Estamos en campaña otra vez. Volvemos a tener carteles de Pedro Sánchez en cada esquina, vídeos que emulan las campañas americanas con Albert Rivera como protagonista, a gente diciendo que la gente quiere votar a gente que sea de verdad la gente, que no es otra gente que no sea Pablo Iglesias, y a Rajoy paseando por pueblos de España diciendo que la mejor política social es el empleo. La peor pesadilla del liberalismo ilustrado ejemplificada en unos representantes que no nos dejan olvidarnos de ellos casi desde las elecciones municipales de 2011.

En estos cinco años de contienda tras contienda, el panorama político español ha cambiado lo suficiente como para que nada siga igual y se ha mantenido lo justo para que el hartazgo generalizado hacia la clase política no haya disminuido. A efectos de las campañas, hemos pasado de los tradicionales mítines en las plazas y auditorios de los pueblos a los cafés en modernos e incómodos taburetes, del besamanos por las calles a los selfies multitudinarios, del CIS al trending topic y del traje de chaqueta a la camisa remangada. En apenas cinco años hemos evolucionado de ser la España política de los 80 a aspirar a convertirnos en los EE UU del presente. Un objetivo loable que, sin embargo, se limita a la política del eslogan y no a la profundidad de las ideas o estrategias de campaña.

Sin embargo, hay un elemento que definitivamente ha evolucionado a mejor: los debates. Antes era impensable que el programa más visto de los sábados pudiera ser una tertulia política y ahora no nos imaginamos nuestra vida sin Inda y Marhuenda amenizando los fines de semana de La Sexta. En estos últimos años ha habido debates de candidatos secundarios en todas las televisiones, cara a cara entre líderes de distintas formaciones, la institucionalización de la puerta giratoria tertuliano-político y la divinización de la oratoria de Obama como solución a los problemas comunicativos de los partidos.

Como estas elecciones (que no serán las últimas del año) coinciden con un hartazgo cada vez más generalizado por parte de la población, los jefes de campaña de los partidos políticos han tenido a bien contribuir a profundizar en el cansancio político de los ciudadanos celebrando tres encuentros entre distintos perfiles de las cuatro principales formaciones. Por un lado, debate de expertos económicos. Por otro, el debate de candidatos a la presidencia del Gobierno, que por primera vez se reunían para debatir en un formato ajeno al parlamentario sobre las cuestiones que, según los moderadores, más interesan a los españoles. Por último, la debata de mujeres en que trataban exactamente los mismos temas que los líderes pero reivindicando la igualdad mientras accedían a participar en un debate basado en la discriminación por sexo. En conclusión, los economistas para ser técnicos, los presidenciables para persuadir y las mujeres para que la progresía crea que compensa la ausencia de candidatas en primera línea.

- [EXTRACTO DE DATOS]
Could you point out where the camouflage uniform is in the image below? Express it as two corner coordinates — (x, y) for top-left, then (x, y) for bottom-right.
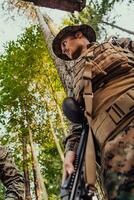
(0, 146), (24, 200)
(53, 27), (134, 200)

- [INSTRUCCIONES Y REQUISITOS] Enumera, en el orden en que aparecen, todas las personas a las que el texto sobre la campaña electoral nombra.

- [RESULTADO A CONTINUACIÓN] Pedro Sánchez, Albert Rivera, Pablo Iglesias, Rajoy, Inda, Marhuenda y Obama.